>> Start QUOTED PASSAGE

The 2019 Russian Athletics Championships was held from 24–27 July at the Olympic Stadium in Cheboksary. It was the seventh time that the capital of the Chuvash Republic hosted the event. The four-day competition featured 40 track and field events and was attended by 731 athletes from 72 regions of the country.

Championships
During 2018, Russian championships were held in various cities in individual athletics disciplines:
 30 March — Russian Championships in mountain running (uphill) (Zheleznovodsk)
 26 April — Russian Championships in cross country running (spring) (Suzdal)
 5 May — Russian Championships in marathon (Kazan)
 10—11 May — Russian Championships in 24-hour run (Moscow)
 18 May — Russian Championships in mountain running (uphill-downhill) (Toksovo)
 14—16 June — Russian Championships in combined track and field events (Smolensk)
 15—16 June — Russian Championships in racewalking (Cheboksary)
 6 July — Russian Championships in trail running (Karpinsk)
 8—9 September — Russian Championships in relay (Adlersky City District)
 15 September — Russian Championships in half marathon (Yaroslavl)
 15 September — Russian Championships in 100 kilometres (Bryansk)
 12—13 October — Russian Championships in cross country running (autumn) (Orenburg)
 30 October — Russian Championships in mountain running (long-distance) (Krasnaya Polyana)

Track and field

Men

Women

Mountain Running
The 20th Russian Mountain Running Championship (uphill) was held on 30 March at Mount Beshtau in Zheleznovodsk, Stavropol Krai. A total of 72 participants (46 men and 26 women) from 25 regions of the country started the competition.

>> End QUOTED PASSAGE

◆ **PROBLEM REQUIREMENTS**
According to the article on the 2019 Russian Athletics Championships, how many athletes took part in the competition in Cheboksary?

>> Start DATA SHOWN

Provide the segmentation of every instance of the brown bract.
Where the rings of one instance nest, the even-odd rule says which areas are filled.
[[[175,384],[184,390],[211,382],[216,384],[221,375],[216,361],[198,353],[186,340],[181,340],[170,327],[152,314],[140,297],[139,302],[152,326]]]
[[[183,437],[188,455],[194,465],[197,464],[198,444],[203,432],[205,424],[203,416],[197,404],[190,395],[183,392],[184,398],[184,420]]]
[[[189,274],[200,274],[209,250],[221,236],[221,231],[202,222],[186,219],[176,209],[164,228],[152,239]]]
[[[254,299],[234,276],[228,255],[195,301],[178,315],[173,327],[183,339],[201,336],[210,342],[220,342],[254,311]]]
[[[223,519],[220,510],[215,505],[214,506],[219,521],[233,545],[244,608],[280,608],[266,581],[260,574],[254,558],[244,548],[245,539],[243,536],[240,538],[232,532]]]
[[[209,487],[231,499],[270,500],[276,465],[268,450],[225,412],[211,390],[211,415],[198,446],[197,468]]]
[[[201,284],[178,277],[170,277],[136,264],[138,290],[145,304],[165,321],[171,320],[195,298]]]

>> End DATA SHOWN
>> Start DATA SHOWN

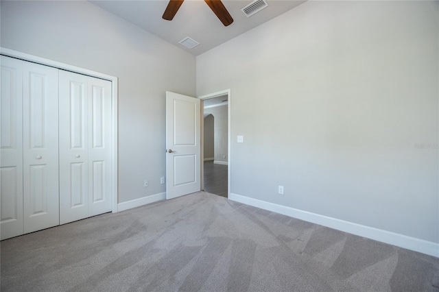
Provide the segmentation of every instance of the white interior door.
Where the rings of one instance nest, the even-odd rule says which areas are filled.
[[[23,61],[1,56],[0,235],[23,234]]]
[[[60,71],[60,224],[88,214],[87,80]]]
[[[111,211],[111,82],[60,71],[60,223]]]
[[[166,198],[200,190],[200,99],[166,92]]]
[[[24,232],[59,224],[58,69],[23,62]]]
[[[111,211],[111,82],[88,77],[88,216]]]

>> End DATA SHOWN
>> Start DATA SHOWN

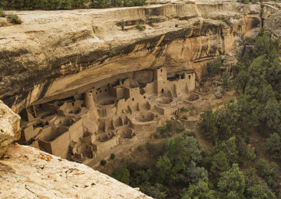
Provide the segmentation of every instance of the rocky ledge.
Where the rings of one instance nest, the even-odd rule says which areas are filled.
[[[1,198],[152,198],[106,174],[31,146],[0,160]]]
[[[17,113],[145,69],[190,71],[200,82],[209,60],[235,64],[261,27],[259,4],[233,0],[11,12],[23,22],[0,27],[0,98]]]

>> End DATA SHOWN

◆ **SOLUTION**
731 athletes from 72 regions of the country.